### Exercise objective
Search the listing for the string "give" and copy every line that contains it.
+ + +
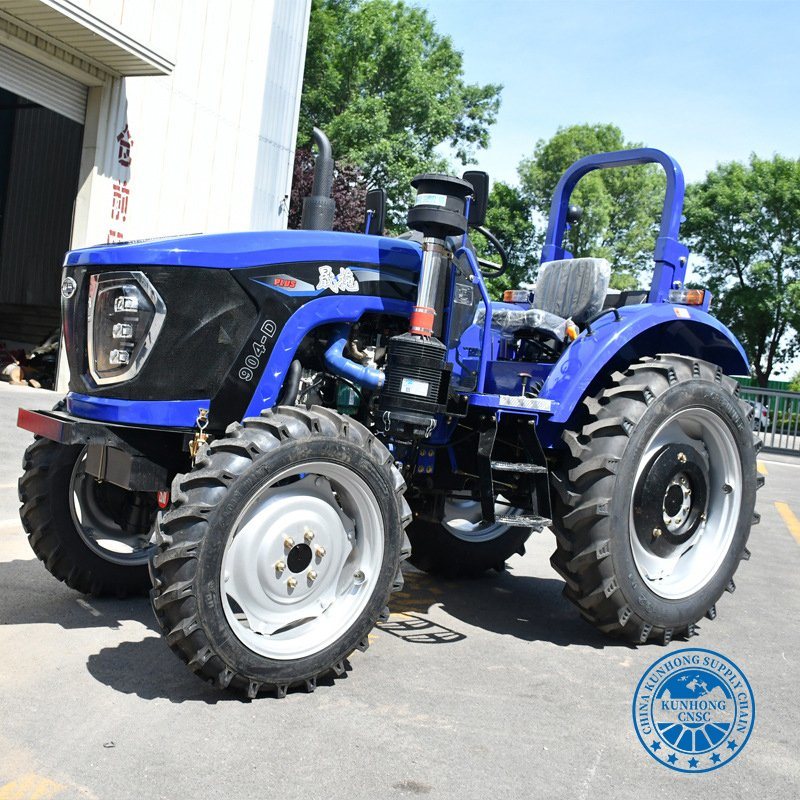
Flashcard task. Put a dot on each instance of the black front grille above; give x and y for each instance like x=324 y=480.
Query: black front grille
x=208 y=317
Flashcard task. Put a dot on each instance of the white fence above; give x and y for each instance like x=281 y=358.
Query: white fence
x=776 y=418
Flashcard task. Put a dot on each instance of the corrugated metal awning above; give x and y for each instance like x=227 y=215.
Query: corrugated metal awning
x=83 y=34
x=34 y=81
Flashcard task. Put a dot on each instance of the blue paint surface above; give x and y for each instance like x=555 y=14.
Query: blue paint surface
x=160 y=413
x=253 y=249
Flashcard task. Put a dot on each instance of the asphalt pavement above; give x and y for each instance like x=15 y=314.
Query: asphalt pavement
x=492 y=688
+ + +
### Output of the task
Flashcard task. Put a dot on each instance of the black front grille above; give x and y for each instance like x=324 y=480.
Flashcard task. Put a dot on each instance of the white fence above; give x and y for each instance like x=281 y=358.
Flashcard task. Put a dot on each instance of the corrugated metal awning above; give x and y for each instance like x=227 y=215.
Flashcard task. Put a dot on each instance of the blue paint surface above; give x and y for each instance like x=555 y=14.
Flashcard task. Put a dot on each instance of the asphalt pavement above; give x and y for each instance like x=15 y=314.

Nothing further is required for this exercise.